• [Brief A]: In the biography of Daniel J. Caron, where did he start his public service in 1982?
• [Brief B]: Pick up the biography of Daniel J. Caron after its last sentence and keep writing.

• [Document text]:
--- START ---

Canadian librarian and archivist (born 1957)

Daniel J. Caron (born 1957) was the Librarian and Archivist of Canada from April 25, 2009 until retiring on May 15, 2013. He is also a professor, author, fellow and public speaker.

==Education==
Caron graduated with a Bachelor's and a Master's degree in Economics from Laval University, and earned a doctorate in Applied Human Sciences from the University of Montreal. His doctoral dissertation was in Canadian studies on aboriginal issues.

==Career==
Caron began his public service in 1982 at the Competition Bureau and also worked for the National Museums of Canada Corporation and Department of Indian Affairs and Northern Development. Later, in the 1990s, he worked at the Economic Development Agency of Canada for Quebec. From Montreal he moved to the Treasury Board Secretariat where he was Director of the Service and Innovation Division. He moved to Human Resources Development Canada in 2000. In 2003 he joined the National Archives of Canada, now Library and Archives Canada (LAC), as the Director General of the Corporate Management Branch and subsequently held various positions at the institution.

--- END ---

• [Recorded information]:
--- START ---

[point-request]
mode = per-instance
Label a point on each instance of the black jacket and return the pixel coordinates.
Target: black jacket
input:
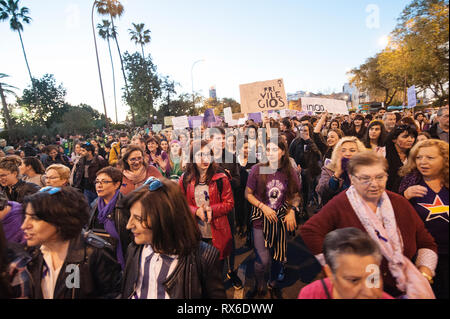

--- END ---

• [Task output A]: At the Competition Bureau.

• [Task output B]:
Caron was appointed Librarian and Archivist of Canada on April 24, 2009. Between 2011 and 2013, at the request of the Clerk of the Privy Council, he was Chair of the Heads of Federal Agencies. Between 2010 and 2013, he was Chair of the Forum of National Archivists within the International Council of Archives. He was also a founding member of the Forum. He retired from the Canadian Public Service on May 15, 2013 after 31 years of service.

Caron has also taught at Concordia University, University of Ottawa, Carleton University and École nationale d'administration publique (ENAP). He has conducted research, published many articles and given several conference presentations on public administration, archival sciences and information management.

==Publications==
- "Web HT.0. Pour use société informée: la pertinence numérique et ses défis pour les sociétés démocratiques XXI ième siècle" (2011)
- L'homme imbibé: de l'oral au numérique : un enjeu pour l'avenir des cultures? Paris: Hermann. 2014.